| Parts of the exercise |
1. Answer these questions from the coffee roasting forum thread:
(a) What temperature and duration ranges define the triangle area?
(b) Which lab and section contain the image being asked about?
(c) What do the W2 and b2 values show?
2. From the coffee roasting forum thread, reproduce the stretch from "You don’t have" through "that triangular area.".
3. List, in order, every like count shown in the coffee roasting forum thread.

| Text block |
Forward propagation - Coffee machine

Hello,
I’m wondering how the model can determine the triangle area shown in the next picture when, based on the lectures, you are applying a linear decision boundary with logistic regression (sigmoid function) and a threshold: prediction value <= 0.5.

You can predict with logistic regression something like this:

but, How can the model determine that the roasted bean process is good because the temperature is between 180 - 260 and the duration between 12 - 14, (triangle area)?

Thanks.
Regards.

1 Like

If those images are from a lecture, please give the exact name and time mark.

If they are from a lab, please give the exact notebook file name.

Thanks!

Hi @TMosh,

The image I’m asking for is located in the lab: C2_W1_Lab02_CoffeeRoasting_TF, section at the end: Layer Function.

My question is, How can the model determine if the roast process was correctly based on the triangle area when a linear decision boundary is applied with logistic regression?

Thanks.
Gus

2 Likes

I understand your question, i just asked for the notebook name because I only have access to the assignment’s repo, and not the lectures themselves. So I needed the notebook file name.

I’ll take a look and respond further soon.

2 Likes

The three hidden layer units each identify a “bad roast” area, using linear boundaries. Each one forms a side of the triangle.

The three output units combine those “bad roast” areas into an overall summary, since the “good” sides of each boundary overlap.

Hi @TMosh ,

Thanks for answering. I will continue with the course because in this Lab there are only 2 layers, input and output, and not 3 hidden layers. I think it’s explained later.

I will continue and come back if my doubts persist

Thanks.
Regards.

1 Like

Hi @TMosh ,

Can you please explain how to handle that? How can I define different linear boundaries per layer? Can you please show me an example?

Thanks.
Gus

1 Like

You don’t have to define it. You just say how many units to use in the hidden layer, and let the NN learn the weights that will minimize the cost.

It just turns out in this simple example (which is why the lab uses it) that you get nice simple boundaries and it gives good results.

Once I get access to that lab again, I’ll try some experiments and see if I can come up with a better description.

2 Likes

Thanks, @TMosh because it’s not clear to me how the NN can arrive at that triangular area.

1 Like

The lab shows the weights for the three output units in the NN - they’re the W2 and b2 values

You can work out what those are doing via some pencil and paper work.

If you haven’t worked with an NN before, then maybe revisit this topic later. This lab is just a “gee whiz!” example of what an NN can do. It doesn’t tell you how - that comes later.

| Dataset content |
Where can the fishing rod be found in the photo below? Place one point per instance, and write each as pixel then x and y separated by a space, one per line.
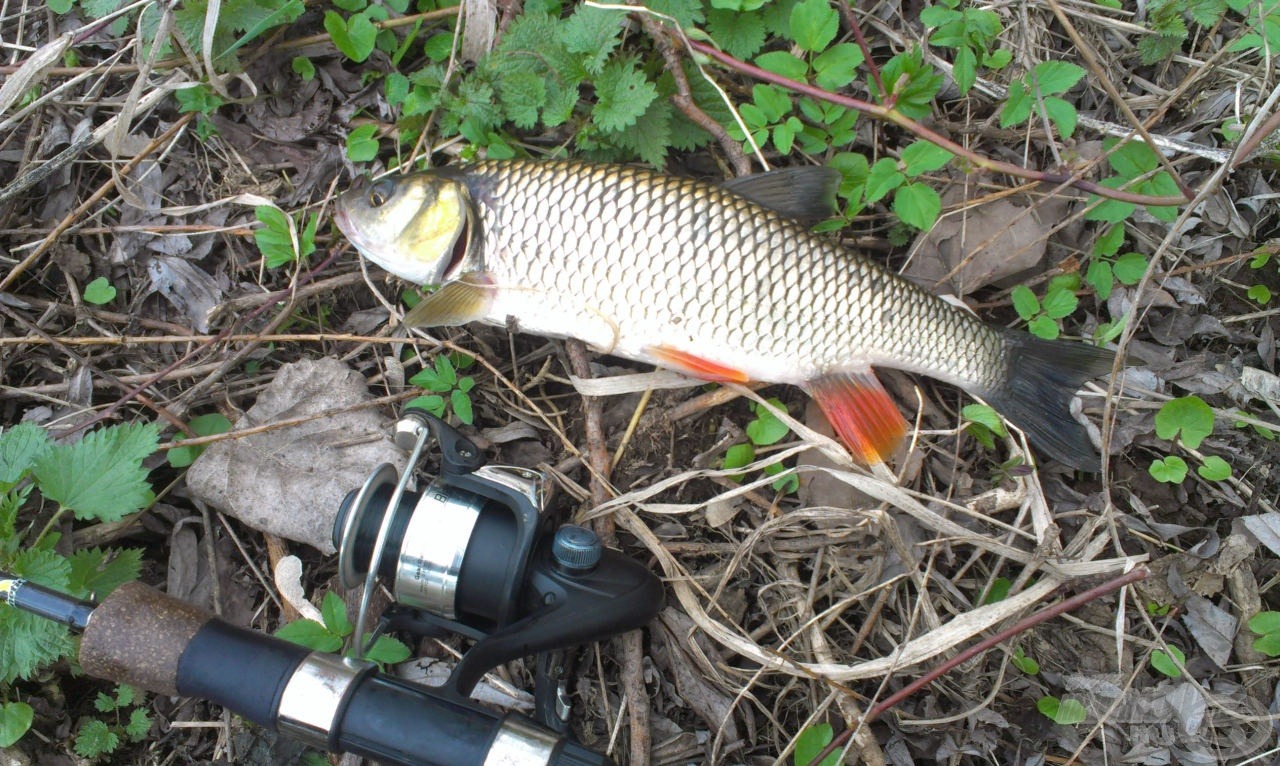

| Answers for the tasks |
1.
(a) A temperature between 180 and 260 and a duration between 12 and 14.
(b) The lab C2_W1_Lab02_CoffeeRoasting_TF, in the Layer Function section at the end.
(c) The weights for the three output units in the NN.

2.
You don’t have to define it. You just say how many units to use in the hidden layer, and let the NN learn the weights that will minimize the cost.

It just turns out in this simple example (which is why the lab uses it) that you get nice simple boundaries and it gives good results.

Once I get access to that lab again, I’ll try some experiments and see if I can come up with a better description.

2 Likes

Thanks, @TMosh because it’s not clear to me how the NN can arrive at that triangular area.

3.
1 Like
2 Likes
2 Likes
1 Like
1 Like
2 Likes
1 Like